Given instruction
Extract, verbatim, all lines starting at the one containing "[point] every instance of the rounded" and ending with the final line of the listing, and no others.

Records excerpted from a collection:
────────────────

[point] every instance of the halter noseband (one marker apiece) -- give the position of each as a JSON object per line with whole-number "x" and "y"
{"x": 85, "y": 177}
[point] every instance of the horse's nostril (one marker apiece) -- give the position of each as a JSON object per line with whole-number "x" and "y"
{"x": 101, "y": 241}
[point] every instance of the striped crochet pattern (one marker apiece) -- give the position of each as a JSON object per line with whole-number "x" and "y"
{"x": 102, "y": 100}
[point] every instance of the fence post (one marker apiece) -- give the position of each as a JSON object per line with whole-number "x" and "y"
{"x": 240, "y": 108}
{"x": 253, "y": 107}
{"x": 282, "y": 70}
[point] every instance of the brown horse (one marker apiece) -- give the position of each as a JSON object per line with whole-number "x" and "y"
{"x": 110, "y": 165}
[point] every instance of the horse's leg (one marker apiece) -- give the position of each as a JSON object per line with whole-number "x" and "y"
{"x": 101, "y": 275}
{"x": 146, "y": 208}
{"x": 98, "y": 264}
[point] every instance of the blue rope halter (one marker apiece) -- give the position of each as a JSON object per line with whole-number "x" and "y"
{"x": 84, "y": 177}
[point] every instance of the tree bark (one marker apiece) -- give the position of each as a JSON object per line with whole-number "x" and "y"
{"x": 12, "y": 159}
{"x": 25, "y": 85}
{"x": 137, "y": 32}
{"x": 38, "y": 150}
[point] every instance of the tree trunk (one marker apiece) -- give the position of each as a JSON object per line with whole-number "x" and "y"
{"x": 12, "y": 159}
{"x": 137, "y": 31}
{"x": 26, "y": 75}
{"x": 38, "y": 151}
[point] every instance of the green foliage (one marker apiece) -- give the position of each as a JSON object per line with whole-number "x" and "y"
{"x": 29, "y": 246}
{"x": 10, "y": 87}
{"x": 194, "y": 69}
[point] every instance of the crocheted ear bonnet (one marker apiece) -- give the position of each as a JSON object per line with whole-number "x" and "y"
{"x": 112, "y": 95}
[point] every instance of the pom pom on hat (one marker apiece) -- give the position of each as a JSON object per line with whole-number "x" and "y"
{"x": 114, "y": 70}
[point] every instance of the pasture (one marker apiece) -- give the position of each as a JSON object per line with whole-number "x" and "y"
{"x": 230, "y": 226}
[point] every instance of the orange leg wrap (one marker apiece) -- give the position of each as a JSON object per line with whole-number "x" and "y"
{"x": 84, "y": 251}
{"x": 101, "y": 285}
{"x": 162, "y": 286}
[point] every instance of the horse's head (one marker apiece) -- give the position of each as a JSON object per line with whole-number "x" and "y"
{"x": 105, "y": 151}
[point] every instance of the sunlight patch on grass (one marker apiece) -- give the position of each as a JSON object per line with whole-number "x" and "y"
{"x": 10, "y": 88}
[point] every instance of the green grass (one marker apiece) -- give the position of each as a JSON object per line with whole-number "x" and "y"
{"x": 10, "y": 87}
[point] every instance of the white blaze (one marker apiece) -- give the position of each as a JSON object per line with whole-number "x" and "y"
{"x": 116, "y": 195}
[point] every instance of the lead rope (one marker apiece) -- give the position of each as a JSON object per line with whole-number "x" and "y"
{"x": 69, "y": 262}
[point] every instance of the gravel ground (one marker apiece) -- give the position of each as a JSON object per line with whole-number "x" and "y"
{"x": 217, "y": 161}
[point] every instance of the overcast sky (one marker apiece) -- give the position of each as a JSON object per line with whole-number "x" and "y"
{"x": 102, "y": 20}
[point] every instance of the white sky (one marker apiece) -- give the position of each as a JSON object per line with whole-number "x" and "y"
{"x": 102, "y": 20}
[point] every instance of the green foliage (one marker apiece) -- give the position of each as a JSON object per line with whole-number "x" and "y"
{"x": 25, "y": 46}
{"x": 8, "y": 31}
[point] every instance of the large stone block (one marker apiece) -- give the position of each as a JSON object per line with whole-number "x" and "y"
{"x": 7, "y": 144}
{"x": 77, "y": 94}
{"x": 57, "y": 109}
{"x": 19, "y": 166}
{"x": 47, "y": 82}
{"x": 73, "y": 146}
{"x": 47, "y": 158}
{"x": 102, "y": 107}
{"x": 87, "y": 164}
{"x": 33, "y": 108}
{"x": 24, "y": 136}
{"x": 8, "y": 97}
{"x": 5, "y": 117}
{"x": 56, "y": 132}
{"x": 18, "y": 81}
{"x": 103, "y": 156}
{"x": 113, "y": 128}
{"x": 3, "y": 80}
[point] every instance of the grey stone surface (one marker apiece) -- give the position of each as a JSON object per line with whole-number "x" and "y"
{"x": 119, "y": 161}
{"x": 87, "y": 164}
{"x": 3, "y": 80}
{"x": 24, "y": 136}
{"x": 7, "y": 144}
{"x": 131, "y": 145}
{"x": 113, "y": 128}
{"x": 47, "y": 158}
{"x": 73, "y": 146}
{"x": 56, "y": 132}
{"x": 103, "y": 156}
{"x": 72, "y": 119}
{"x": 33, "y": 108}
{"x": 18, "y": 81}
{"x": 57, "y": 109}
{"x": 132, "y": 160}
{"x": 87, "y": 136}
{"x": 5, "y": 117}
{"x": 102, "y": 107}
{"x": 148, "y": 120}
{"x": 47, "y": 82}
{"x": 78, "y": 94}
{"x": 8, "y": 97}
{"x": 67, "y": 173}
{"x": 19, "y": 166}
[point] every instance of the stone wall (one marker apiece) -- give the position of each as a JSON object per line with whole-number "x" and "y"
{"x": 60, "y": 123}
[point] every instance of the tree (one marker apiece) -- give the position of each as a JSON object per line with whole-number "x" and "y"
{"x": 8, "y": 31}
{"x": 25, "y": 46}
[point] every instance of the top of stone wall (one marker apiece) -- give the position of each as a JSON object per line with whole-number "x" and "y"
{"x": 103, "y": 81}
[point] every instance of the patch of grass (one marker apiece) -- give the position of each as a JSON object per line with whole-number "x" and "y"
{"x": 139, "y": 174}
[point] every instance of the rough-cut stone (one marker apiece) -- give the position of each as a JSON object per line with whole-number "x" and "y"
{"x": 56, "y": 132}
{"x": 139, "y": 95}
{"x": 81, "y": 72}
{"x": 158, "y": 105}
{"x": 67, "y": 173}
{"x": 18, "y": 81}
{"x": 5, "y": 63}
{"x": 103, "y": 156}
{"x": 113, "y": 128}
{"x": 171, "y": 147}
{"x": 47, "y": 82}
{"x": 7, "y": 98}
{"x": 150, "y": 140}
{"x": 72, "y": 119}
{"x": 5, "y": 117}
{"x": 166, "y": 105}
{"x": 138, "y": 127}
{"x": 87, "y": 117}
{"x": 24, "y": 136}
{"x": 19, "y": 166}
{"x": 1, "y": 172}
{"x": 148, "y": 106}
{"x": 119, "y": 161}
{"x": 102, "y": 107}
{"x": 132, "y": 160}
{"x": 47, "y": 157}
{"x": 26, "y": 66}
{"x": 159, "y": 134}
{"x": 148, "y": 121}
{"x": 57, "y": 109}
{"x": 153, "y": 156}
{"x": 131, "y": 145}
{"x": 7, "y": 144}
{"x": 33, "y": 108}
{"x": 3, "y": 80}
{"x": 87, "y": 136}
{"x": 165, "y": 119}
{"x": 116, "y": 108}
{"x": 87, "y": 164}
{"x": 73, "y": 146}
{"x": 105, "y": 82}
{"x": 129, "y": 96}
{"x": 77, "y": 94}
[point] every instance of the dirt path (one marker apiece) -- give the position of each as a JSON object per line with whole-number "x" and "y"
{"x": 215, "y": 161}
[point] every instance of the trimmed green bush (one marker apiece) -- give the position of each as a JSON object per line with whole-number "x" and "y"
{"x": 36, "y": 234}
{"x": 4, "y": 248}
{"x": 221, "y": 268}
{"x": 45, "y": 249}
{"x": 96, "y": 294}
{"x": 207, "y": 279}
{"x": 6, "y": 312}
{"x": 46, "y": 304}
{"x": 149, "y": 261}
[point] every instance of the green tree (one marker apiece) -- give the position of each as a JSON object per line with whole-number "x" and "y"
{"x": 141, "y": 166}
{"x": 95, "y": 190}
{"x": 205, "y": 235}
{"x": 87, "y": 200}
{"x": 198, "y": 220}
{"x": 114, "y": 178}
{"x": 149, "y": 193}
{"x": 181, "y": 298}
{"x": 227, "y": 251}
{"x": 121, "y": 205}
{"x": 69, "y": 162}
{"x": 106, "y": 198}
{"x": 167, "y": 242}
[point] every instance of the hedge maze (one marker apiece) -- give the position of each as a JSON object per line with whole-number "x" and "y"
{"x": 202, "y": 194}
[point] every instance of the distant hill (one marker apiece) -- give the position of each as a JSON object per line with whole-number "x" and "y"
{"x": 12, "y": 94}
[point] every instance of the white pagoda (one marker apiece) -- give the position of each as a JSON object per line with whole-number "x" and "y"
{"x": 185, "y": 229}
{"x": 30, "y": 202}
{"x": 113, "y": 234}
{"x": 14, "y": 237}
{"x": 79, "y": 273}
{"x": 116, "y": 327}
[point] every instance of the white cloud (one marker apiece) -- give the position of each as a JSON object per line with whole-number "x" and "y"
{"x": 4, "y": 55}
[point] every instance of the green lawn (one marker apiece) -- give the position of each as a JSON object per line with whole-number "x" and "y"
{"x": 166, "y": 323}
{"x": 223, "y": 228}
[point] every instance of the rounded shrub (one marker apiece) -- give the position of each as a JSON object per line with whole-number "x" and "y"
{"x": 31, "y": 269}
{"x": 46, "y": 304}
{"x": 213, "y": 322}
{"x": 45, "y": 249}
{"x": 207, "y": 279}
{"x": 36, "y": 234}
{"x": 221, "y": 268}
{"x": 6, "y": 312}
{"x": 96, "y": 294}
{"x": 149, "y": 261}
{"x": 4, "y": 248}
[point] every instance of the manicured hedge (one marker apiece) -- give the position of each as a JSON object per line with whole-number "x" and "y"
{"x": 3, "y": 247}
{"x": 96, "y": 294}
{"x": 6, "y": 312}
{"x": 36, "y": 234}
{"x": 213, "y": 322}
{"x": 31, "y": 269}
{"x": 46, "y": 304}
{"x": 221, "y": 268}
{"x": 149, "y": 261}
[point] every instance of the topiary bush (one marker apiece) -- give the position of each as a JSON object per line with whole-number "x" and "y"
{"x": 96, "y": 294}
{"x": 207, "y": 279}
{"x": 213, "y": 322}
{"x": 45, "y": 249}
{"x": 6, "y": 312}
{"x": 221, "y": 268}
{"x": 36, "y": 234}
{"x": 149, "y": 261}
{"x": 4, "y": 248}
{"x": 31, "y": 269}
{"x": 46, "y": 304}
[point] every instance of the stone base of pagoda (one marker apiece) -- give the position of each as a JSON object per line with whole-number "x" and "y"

────────────────

Reply to the task
[point] every instance of the rounded shrub (one marker apiece) -- give the position of each as a JSON object per line with whole-number "x" and "y"
{"x": 31, "y": 269}
{"x": 46, "y": 304}
{"x": 213, "y": 322}
{"x": 45, "y": 249}
{"x": 207, "y": 279}
{"x": 36, "y": 234}
{"x": 221, "y": 268}
{"x": 6, "y": 312}
{"x": 96, "y": 294}
{"x": 149, "y": 261}
{"x": 4, "y": 248}
[point] every instance of the manicured hedge (one marker apiece) -- give the position of each as a JSON object per line with whole-number "x" and "y"
{"x": 3, "y": 247}
{"x": 96, "y": 294}
{"x": 6, "y": 312}
{"x": 36, "y": 234}
{"x": 213, "y": 322}
{"x": 31, "y": 269}
{"x": 46, "y": 304}
{"x": 221, "y": 268}
{"x": 149, "y": 261}
[point] every instance of the topiary bush (one marker apiece) -- give the position of each as a JSON object per line with whole-number "x" and "y"
{"x": 96, "y": 294}
{"x": 207, "y": 279}
{"x": 213, "y": 322}
{"x": 45, "y": 249}
{"x": 6, "y": 312}
{"x": 221, "y": 268}
{"x": 36, "y": 234}
{"x": 149, "y": 261}
{"x": 4, "y": 248}
{"x": 31, "y": 269}
{"x": 46, "y": 304}
[point] every instance of the stone base of pagoda (one marker apiece) -- give the position of each as a JSON object per line with whole-number "x" and "y"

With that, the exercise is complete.